Records drawn from a dataset:
------------------------------------------------------------

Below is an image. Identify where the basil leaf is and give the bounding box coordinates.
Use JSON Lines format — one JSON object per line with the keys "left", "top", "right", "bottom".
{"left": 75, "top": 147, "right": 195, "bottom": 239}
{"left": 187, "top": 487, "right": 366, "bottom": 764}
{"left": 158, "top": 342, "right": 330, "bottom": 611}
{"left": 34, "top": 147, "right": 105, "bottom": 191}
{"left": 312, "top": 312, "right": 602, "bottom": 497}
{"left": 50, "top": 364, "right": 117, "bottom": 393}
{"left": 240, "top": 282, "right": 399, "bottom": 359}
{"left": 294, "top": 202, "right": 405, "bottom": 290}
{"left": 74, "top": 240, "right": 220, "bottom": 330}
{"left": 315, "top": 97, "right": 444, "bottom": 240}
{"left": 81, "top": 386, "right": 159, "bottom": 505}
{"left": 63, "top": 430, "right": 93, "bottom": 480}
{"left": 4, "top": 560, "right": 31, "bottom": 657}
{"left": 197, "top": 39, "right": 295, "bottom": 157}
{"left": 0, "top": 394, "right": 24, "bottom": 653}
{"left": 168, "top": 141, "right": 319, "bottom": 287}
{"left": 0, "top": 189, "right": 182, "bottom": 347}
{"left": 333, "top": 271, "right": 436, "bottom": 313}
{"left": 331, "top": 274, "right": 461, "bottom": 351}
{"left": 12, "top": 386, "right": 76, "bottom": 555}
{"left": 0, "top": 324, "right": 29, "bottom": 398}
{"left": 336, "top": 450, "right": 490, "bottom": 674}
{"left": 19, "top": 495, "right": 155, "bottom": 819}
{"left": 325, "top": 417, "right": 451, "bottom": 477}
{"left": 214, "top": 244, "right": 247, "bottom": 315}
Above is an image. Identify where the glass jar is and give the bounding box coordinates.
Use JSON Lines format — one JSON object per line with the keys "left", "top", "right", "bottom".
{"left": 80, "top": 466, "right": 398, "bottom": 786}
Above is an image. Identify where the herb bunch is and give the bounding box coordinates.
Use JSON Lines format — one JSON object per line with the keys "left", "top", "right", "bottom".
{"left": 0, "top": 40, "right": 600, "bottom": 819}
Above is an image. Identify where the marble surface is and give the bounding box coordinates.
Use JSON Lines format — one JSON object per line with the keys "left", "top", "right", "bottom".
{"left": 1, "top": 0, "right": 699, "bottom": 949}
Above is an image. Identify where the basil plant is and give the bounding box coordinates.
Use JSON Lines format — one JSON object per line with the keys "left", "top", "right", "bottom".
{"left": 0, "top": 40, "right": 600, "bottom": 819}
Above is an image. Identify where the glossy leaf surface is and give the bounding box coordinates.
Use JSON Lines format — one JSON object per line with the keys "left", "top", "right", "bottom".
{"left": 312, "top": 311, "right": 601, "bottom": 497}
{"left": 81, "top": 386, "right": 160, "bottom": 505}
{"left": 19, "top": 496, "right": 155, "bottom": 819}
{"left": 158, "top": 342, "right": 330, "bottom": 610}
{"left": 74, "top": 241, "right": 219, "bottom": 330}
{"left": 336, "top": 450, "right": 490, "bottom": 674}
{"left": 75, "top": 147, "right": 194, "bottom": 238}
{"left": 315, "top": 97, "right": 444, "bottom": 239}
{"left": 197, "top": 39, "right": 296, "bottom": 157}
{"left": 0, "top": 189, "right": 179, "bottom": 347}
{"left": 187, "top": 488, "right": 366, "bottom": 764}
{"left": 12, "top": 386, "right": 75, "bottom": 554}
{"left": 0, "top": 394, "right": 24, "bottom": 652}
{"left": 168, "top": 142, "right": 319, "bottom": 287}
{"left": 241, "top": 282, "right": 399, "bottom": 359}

------------------------------------------------------------

Print out every record, character for character.

### EXERCISE RESULT
Below is an image. Identify where the basil leaf is and give the bounding box coordinates.
Use JSON Lines format — one JSON object per line with the keys "left", "top", "right", "bottom".
{"left": 75, "top": 147, "right": 195, "bottom": 239}
{"left": 187, "top": 487, "right": 366, "bottom": 764}
{"left": 158, "top": 342, "right": 330, "bottom": 611}
{"left": 34, "top": 147, "right": 105, "bottom": 191}
{"left": 312, "top": 312, "right": 602, "bottom": 497}
{"left": 50, "top": 364, "right": 117, "bottom": 393}
{"left": 240, "top": 282, "right": 399, "bottom": 359}
{"left": 294, "top": 202, "right": 405, "bottom": 290}
{"left": 74, "top": 240, "right": 220, "bottom": 330}
{"left": 315, "top": 97, "right": 444, "bottom": 240}
{"left": 81, "top": 386, "right": 159, "bottom": 505}
{"left": 63, "top": 430, "right": 93, "bottom": 480}
{"left": 4, "top": 560, "right": 31, "bottom": 657}
{"left": 197, "top": 39, "right": 295, "bottom": 157}
{"left": 0, "top": 394, "right": 24, "bottom": 653}
{"left": 168, "top": 141, "right": 319, "bottom": 287}
{"left": 0, "top": 189, "right": 182, "bottom": 347}
{"left": 333, "top": 271, "right": 436, "bottom": 313}
{"left": 331, "top": 274, "right": 461, "bottom": 351}
{"left": 12, "top": 386, "right": 76, "bottom": 555}
{"left": 0, "top": 324, "right": 29, "bottom": 398}
{"left": 336, "top": 450, "right": 490, "bottom": 674}
{"left": 19, "top": 495, "right": 155, "bottom": 819}
{"left": 325, "top": 417, "right": 451, "bottom": 477}
{"left": 214, "top": 244, "right": 247, "bottom": 315}
Above is an image. Identify where the glass jar is and give the bounding box coordinates.
Use JSON Lines format — one JSON object per line with the keys "left", "top", "right", "bottom".
{"left": 80, "top": 466, "right": 398, "bottom": 786}
Above is an image. Identify where the herb bunch is and give the bounding box coordinates.
Use JSON Lines format — one JSON object per line with the keys "left", "top", "right", "bottom".
{"left": 0, "top": 40, "right": 600, "bottom": 819}
Above is an image. Identify where the marble surface is and give the bounding box coordinates.
Use JSON Lines format — one JSON object per line with the keys "left", "top", "right", "bottom".
{"left": 1, "top": 0, "right": 699, "bottom": 949}
Above is an image. Identify where the basil plant is and give the bounding box coordinates.
Use JSON Lines format — one JSON object per line with the keys "left", "top", "right", "bottom".
{"left": 0, "top": 40, "right": 600, "bottom": 819}
Above is an image. Identify where the glossy leaf surface is and give the bounding box coordinates.
Use JSON Lines format — one JSON object per line with the keys "left", "top", "right", "bottom".
{"left": 312, "top": 311, "right": 601, "bottom": 497}
{"left": 81, "top": 386, "right": 160, "bottom": 505}
{"left": 19, "top": 496, "right": 155, "bottom": 819}
{"left": 158, "top": 342, "right": 330, "bottom": 610}
{"left": 74, "top": 241, "right": 219, "bottom": 330}
{"left": 336, "top": 450, "right": 490, "bottom": 674}
{"left": 75, "top": 147, "right": 194, "bottom": 238}
{"left": 315, "top": 97, "right": 444, "bottom": 239}
{"left": 197, "top": 39, "right": 296, "bottom": 157}
{"left": 0, "top": 189, "right": 179, "bottom": 347}
{"left": 187, "top": 488, "right": 366, "bottom": 764}
{"left": 12, "top": 386, "right": 75, "bottom": 554}
{"left": 0, "top": 394, "right": 24, "bottom": 652}
{"left": 168, "top": 142, "right": 319, "bottom": 287}
{"left": 241, "top": 282, "right": 399, "bottom": 359}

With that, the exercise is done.